_EXTRAIT_:
======
Ajoutons cependant que même une fois adulte, cette évolution se poursuit puisque notre voix change au fil du temps et que l’on ne parle pas de la même façon à 20, 40 ou 60 ans. Enfin, la question de la voix concerne aussi tout ce qui a trait aux jeux de voix dont le chant. Pourquoi les adolescents attachent-ils tant d’importance aux groupes musicaux? Ce n’est pas parce que la musique de ces derniers berce leurs premiers émois. C’est parce que, dans la chanson, la voix se fait jeu. On la travaille, on la module au point de se faire naître chez qui l’entend, des sensations parfois très fortes. En outre, la chanson est aussi le cadre dans lequel s’insèrent des visions de la vie en société, aussi belles ou aussi affligeantes soient-elles. Par la chanson, la voix prend une forme nouvelle. Elle devient outil de dénonciation, d’exaltation, de création. D’ailleurs, à l’adolescence, les jeunes aiment autant faire entendre leur voix que jouer avec cette dernière (en faisant des imitations, par exemple)
======
_CONSIGNE 1_:
Recopiez intégralement l'extrait sur la voix, sans y changer quoi que ce soit.
======
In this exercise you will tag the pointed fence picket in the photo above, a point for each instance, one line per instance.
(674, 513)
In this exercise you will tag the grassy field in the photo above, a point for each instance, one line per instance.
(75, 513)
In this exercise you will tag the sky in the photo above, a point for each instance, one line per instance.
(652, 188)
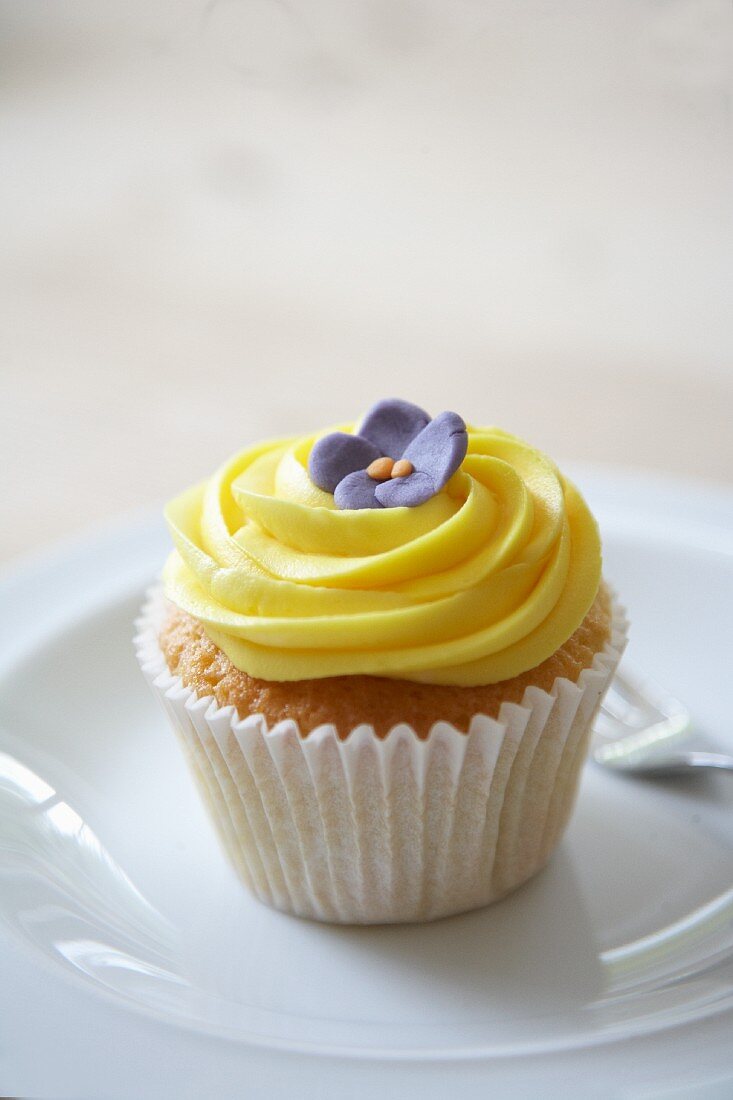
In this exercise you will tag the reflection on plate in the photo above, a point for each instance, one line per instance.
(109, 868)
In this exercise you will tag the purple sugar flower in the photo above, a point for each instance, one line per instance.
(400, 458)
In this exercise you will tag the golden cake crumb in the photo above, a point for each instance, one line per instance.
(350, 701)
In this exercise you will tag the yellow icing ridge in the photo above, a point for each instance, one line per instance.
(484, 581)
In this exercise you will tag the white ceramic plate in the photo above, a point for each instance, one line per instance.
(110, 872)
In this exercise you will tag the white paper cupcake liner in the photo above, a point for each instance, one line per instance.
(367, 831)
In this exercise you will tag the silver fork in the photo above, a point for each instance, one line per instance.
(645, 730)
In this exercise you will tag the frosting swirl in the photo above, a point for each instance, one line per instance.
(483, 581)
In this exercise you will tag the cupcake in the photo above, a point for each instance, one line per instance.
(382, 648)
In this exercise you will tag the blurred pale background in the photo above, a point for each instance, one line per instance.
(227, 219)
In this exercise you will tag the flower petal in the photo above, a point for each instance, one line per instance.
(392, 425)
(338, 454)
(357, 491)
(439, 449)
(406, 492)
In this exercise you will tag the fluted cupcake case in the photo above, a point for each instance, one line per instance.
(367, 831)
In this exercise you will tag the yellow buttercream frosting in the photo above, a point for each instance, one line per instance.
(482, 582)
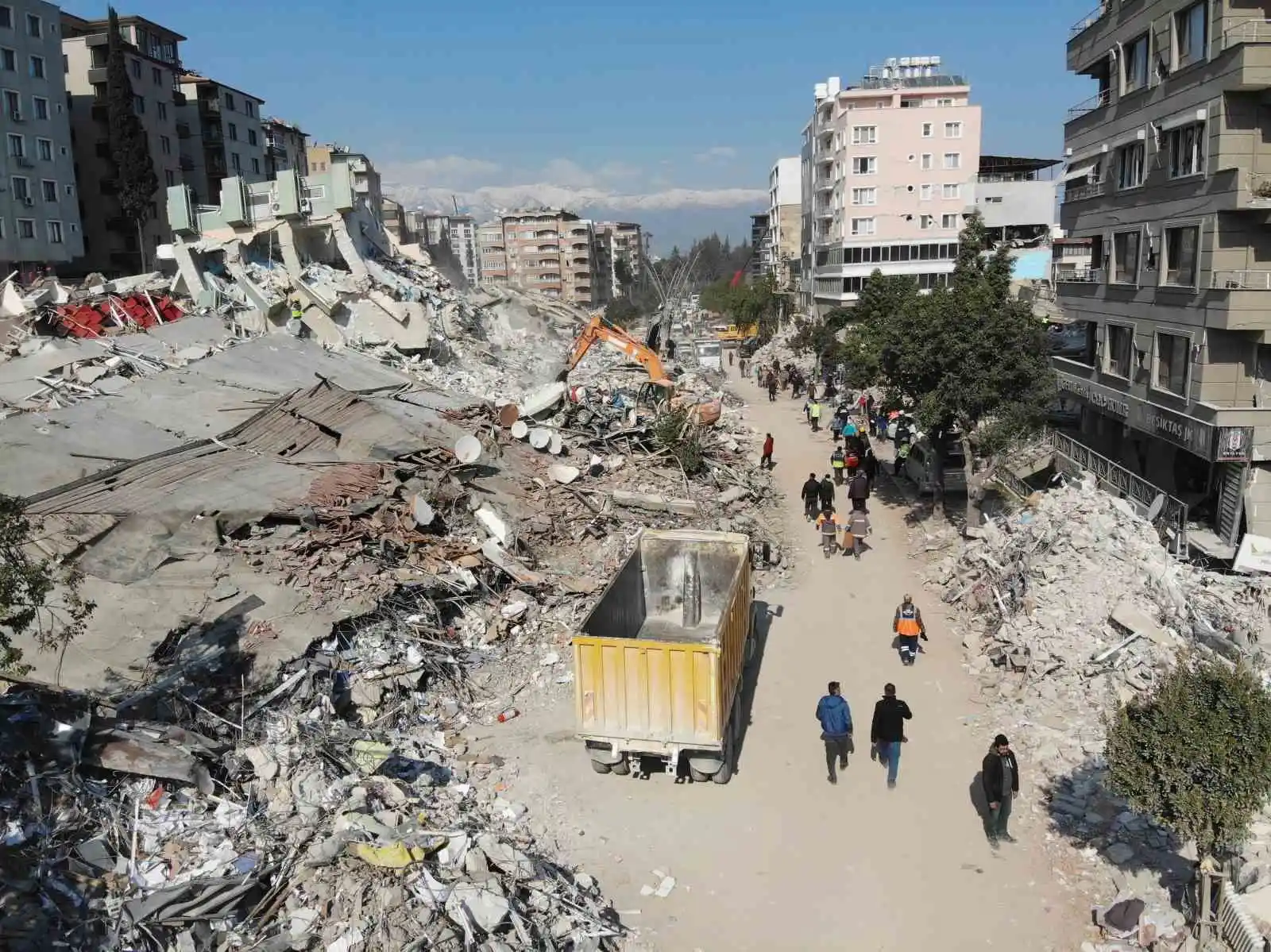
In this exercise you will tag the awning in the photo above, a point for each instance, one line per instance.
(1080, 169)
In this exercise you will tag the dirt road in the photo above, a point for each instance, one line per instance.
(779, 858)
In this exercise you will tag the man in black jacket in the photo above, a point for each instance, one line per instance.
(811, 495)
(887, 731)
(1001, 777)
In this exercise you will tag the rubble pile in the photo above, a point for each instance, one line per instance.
======
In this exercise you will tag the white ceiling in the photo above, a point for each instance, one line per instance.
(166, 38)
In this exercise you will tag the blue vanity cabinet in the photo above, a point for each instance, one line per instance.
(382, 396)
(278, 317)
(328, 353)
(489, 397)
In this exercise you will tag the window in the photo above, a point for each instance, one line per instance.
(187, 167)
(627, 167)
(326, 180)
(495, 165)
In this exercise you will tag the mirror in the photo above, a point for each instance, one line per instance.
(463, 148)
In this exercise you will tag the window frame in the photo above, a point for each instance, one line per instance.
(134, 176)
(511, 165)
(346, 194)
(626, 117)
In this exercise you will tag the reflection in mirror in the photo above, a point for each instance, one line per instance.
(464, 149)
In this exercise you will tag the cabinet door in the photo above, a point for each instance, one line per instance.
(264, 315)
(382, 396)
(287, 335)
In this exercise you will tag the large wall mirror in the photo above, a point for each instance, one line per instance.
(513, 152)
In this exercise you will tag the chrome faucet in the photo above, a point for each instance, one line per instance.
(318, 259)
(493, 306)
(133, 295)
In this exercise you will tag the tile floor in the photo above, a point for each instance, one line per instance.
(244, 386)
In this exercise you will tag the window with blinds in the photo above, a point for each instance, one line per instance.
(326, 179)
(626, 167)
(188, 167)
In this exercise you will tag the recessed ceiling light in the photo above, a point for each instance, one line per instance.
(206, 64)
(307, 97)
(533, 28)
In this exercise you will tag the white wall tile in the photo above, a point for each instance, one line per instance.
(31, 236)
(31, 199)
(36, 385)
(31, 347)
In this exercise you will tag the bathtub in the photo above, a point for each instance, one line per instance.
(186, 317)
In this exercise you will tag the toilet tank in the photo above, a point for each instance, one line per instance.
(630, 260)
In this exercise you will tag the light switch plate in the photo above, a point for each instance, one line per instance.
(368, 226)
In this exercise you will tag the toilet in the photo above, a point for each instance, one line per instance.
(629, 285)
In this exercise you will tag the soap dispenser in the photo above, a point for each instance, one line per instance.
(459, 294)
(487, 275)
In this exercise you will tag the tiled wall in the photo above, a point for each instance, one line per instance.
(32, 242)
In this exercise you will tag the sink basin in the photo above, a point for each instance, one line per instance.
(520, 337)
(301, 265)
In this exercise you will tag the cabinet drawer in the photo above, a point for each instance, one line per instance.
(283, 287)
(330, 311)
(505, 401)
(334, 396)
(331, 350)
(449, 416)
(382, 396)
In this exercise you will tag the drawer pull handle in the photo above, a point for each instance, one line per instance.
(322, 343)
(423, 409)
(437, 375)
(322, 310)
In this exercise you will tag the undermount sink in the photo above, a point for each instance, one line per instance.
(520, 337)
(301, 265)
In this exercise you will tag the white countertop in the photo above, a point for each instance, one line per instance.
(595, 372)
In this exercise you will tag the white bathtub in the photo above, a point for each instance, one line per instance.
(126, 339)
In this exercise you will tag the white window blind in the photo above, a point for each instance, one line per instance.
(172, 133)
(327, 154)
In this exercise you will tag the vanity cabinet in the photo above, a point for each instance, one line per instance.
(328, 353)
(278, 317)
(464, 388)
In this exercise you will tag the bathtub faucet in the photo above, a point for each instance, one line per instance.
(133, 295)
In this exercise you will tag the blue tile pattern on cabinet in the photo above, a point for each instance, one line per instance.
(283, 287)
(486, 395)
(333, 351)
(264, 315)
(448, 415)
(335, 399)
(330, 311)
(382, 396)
======
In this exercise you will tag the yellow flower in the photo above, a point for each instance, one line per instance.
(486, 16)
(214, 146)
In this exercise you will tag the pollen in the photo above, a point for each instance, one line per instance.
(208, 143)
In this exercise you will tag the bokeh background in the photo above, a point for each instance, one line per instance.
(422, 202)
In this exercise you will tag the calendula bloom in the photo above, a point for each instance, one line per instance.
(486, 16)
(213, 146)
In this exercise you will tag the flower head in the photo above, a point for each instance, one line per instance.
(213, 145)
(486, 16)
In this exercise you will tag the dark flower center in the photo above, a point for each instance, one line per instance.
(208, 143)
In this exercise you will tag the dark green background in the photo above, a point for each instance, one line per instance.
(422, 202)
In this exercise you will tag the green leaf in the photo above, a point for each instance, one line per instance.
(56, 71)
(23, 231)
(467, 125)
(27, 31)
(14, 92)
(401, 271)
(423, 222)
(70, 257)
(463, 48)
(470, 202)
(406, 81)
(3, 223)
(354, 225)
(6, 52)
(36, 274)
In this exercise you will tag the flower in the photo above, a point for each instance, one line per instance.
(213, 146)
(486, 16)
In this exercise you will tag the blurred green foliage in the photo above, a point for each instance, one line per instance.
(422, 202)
======
_CONSIGNE 2_:
Modifiez le passage des enregistrements qui va de la ligne contenant « In this exercise you will tag the silver » jusqu'à la ligne contenant « (1080, 169) », ces deux lignes comprises. Remplacez « awning » par « canopy », laissez tout le reste intact et ne rendez que ce passage, sans les images.

_CORRIGÉ 1_:
Ajoutons cependant que même une fois adulte, cette évolution se poursuit puisque notre voix change au fil du temps et que l’on ne parle pas de la même façon à 20, 40 ou 60 ans. Enfin, la question de la voix concerne aussi tout ce qui a trait aux jeux de voix dont le chant. Pourquoi les adolescents attachent-ils tant d’importance aux groupes musicaux? Ce n’est pas parce que la musique de ces derniers berce leurs premiers émois. C’est parce que, dans la chanson, la voix se fait jeu. On la travaille, on la module au point de se faire naître chez qui l’entend, des sensations parfois très fortes. En outre, la chanson est aussi le cadre dans lequel s’insèrent des visions de la vie en société, aussi belles ou aussi affligeantes soient-elles. Par la chanson, la voix prend une forme nouvelle. Elle devient outil de dénonciation, d’exaltation, de création. D’ailleurs, à l’adolescence, les jeunes aiment autant faire entendre leur voix que jouer avec cette dernière (en faisant des imitations, par exemple)

_CORRIGÉ 2_:
In this exercise you will tag the silver fork in the photo above, a point for each instance, one line per instance.
(645, 730)
In this exercise you will tag the frosting swirl in the photo above, a point for each instance, one line per instance.
(483, 581)
In this exercise you will tag the cupcake in the photo above, a point for each instance, one line per instance.
(382, 648)
In this exercise you will tag the blurred pale background in the photo above, a point for each instance, one line per instance.
(227, 219)
In this exercise you will tag the flower petal in the photo above, a point for each instance, one line per instance.
(392, 425)
(338, 454)
(357, 491)
(439, 449)
(406, 492)
In this exercise you will tag the fluted cupcake case in the photo above, a point for each instance, one line per instance.
(367, 831)
In this exercise you will tag the yellow buttercream frosting in the photo above, a point for each instance, one line per instance.
(482, 582)
In this exercise you will tag the canopy in the photo above, a point for each instance, one line per instance.
(1080, 169)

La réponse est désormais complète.